---------- Dataset content ----------

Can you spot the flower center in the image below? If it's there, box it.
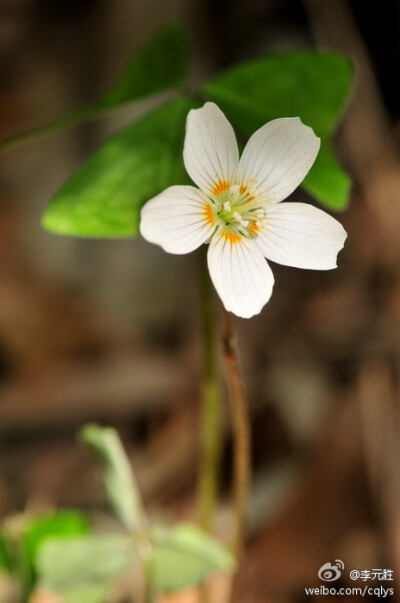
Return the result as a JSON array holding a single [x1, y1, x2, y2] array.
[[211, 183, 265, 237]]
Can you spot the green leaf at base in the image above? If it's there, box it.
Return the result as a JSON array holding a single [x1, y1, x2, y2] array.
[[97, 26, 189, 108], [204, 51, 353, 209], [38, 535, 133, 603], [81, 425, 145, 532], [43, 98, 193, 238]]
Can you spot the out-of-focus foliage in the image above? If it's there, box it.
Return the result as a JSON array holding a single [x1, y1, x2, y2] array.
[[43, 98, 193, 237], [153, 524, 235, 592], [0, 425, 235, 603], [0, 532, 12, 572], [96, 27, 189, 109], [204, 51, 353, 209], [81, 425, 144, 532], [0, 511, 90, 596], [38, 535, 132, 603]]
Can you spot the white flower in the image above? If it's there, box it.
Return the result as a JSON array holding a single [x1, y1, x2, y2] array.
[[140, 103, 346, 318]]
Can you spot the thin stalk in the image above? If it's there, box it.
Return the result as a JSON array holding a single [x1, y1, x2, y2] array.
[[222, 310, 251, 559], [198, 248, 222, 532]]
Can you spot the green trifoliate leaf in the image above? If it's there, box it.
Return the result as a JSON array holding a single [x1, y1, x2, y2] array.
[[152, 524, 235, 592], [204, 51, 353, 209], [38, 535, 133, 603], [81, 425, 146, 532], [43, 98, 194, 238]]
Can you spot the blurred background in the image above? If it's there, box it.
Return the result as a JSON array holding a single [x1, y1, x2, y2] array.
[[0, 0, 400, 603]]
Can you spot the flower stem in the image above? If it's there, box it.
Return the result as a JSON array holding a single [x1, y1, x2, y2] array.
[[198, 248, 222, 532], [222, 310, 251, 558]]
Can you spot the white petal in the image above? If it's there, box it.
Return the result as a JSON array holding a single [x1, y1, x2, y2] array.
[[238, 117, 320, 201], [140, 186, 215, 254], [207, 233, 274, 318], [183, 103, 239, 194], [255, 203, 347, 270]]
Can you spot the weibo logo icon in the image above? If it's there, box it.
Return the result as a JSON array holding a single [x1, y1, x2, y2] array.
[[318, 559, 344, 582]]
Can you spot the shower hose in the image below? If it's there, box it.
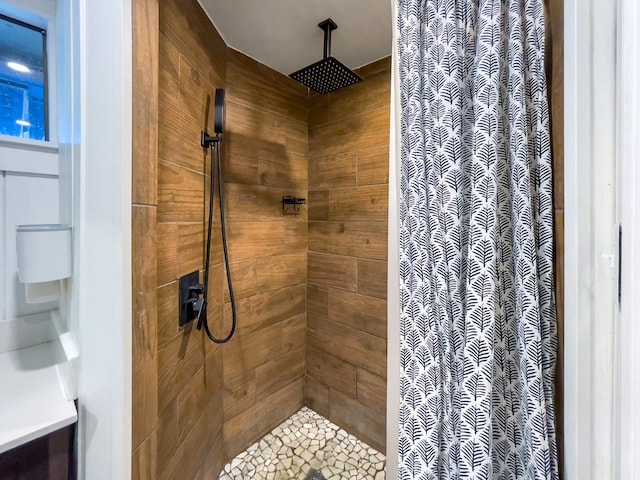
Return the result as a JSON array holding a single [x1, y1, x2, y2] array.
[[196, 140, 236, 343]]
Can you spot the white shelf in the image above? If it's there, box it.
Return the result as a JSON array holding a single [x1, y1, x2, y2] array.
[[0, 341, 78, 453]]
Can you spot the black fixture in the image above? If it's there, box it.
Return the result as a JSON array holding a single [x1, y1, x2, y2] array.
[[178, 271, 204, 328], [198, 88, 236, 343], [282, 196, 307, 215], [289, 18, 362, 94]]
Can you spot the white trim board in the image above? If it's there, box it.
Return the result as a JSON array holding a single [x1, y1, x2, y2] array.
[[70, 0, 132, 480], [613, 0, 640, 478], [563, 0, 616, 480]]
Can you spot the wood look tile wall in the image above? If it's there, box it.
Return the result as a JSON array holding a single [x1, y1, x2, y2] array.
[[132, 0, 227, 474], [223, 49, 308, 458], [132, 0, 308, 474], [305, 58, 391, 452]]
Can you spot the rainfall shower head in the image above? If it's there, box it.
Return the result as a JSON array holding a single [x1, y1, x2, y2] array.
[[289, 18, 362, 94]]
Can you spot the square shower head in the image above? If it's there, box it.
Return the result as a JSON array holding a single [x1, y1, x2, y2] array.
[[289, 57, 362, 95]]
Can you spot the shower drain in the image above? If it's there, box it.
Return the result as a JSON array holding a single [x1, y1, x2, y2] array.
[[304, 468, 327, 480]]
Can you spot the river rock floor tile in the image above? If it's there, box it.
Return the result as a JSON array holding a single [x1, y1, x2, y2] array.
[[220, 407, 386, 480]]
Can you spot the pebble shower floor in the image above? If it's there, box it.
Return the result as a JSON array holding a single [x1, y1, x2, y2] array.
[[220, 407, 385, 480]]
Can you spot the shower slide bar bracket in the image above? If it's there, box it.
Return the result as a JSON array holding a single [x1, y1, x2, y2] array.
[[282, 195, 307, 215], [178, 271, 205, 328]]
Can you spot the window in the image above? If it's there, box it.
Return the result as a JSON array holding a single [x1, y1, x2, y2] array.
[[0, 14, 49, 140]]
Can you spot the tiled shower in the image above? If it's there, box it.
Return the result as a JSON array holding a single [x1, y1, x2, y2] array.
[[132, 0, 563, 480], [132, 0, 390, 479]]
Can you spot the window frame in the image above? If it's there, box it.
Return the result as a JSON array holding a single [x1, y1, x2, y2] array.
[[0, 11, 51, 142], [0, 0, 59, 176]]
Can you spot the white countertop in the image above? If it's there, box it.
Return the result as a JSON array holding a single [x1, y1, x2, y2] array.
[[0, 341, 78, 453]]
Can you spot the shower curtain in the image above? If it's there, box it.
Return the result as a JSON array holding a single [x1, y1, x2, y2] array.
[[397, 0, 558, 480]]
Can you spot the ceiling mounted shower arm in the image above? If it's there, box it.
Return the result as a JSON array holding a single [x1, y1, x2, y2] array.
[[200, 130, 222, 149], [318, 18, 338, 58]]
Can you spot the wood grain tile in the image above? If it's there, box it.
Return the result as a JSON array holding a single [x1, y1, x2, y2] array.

----------

Reproduce the stretch of the listing from the line containing "Can you spot the window frame" through the line containing "[[0, 11, 51, 142], [0, 0, 59, 176]]", both included, and nothing else.

Can you spot the window frame in the image above? If it's there, box it.
Return the result as a JSON array holding a single [x1, y1, x2, y2] array.
[[0, 11, 51, 142], [0, 0, 59, 176]]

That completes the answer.